▶ READING PASSAGE

╔══

NASA's New Horizons spacecraft Tuesday morning came within about 7,750 miles above the surface of Pluto in the space agency's farthest mission to another planet.

New Horizons was launched Jan. 19, 2006 via a Lockheed Martin Atlas V. The spacecraft is in data gathering mode and not in contact with flight controllers at the Johns Hopkins University Applied Physical Laboratory (APL) in Laurel, Maryland.

According to plan, New Horizons is scheduled to phone home to Earth with status updates after 9 p.m. EDT on Tuesday. It will take 16 months to send its 10-year cache of data back to Earth.

The spacecraft is expecting to deliver images and other data about Pluto, a planet that hasn't been viewed this close up. Perhaps more importantly, New Horizons will pass Pluto and pass through the Kuiper Belt, the icy object laden outer region of the solar system, said NASA.

╚══

▶ RECORDS SUPPLIED
╔══

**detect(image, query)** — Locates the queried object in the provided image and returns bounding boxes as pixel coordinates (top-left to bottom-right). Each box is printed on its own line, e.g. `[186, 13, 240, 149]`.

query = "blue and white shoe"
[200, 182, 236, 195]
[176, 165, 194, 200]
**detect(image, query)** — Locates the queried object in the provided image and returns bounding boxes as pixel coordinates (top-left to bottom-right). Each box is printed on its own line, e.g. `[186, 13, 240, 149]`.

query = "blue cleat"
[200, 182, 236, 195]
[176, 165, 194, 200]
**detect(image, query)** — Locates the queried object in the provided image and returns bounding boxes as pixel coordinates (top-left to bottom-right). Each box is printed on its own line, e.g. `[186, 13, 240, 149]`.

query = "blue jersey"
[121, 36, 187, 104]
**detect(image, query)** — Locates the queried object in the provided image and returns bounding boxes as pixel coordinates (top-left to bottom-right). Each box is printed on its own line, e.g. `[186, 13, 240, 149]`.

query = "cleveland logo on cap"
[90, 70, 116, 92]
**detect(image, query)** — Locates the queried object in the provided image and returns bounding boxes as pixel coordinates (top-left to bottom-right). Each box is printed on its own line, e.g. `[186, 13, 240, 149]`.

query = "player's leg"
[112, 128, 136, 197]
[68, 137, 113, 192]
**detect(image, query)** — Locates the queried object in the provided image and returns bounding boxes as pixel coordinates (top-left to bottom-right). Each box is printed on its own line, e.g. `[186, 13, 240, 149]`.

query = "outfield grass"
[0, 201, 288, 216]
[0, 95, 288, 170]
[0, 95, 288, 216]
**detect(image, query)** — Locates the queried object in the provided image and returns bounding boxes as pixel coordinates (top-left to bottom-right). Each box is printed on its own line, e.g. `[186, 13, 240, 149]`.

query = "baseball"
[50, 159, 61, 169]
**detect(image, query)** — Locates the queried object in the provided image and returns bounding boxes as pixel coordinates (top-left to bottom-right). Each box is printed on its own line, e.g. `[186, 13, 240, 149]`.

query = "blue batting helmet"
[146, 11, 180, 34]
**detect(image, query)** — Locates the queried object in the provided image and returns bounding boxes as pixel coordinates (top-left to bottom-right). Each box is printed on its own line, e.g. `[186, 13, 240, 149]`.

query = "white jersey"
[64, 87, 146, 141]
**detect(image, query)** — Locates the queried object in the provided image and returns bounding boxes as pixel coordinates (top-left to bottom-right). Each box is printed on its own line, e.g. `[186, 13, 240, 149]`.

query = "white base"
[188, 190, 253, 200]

╚══

▶ REQUESTS
**a)** According to the New Horizons article, on what date was the spacecraft launched?
**b)** Condense the paragraph of the New Horizons article beginning "According to plan" into one shorter sentence that keeps its main facts.
**c)** Resume the New Horizons article after its final sentence.
The material above comes from a separate source.

▶ RESPONSES BY TASK
**a)** January 19, 2006.

**b)** New Horizons is set to send status updates to Earth after 9 p.m. EDT on Tuesday, and transmitting its 10-year cache of data will take 16 months.

**c)**
New Horizons' trip, a nearly 10 year 3 billion mile expedition, could have easily been derailed by hitting any particle. After all, New Horizons has been going more than 30,000 miles per hour. The spacecraft used a gravity boost by swinging by Jupiter.

NASA is hoping to find out how Pluto fits with other objects in the solar system. The data will also come in handy for an eventual trip to Mars.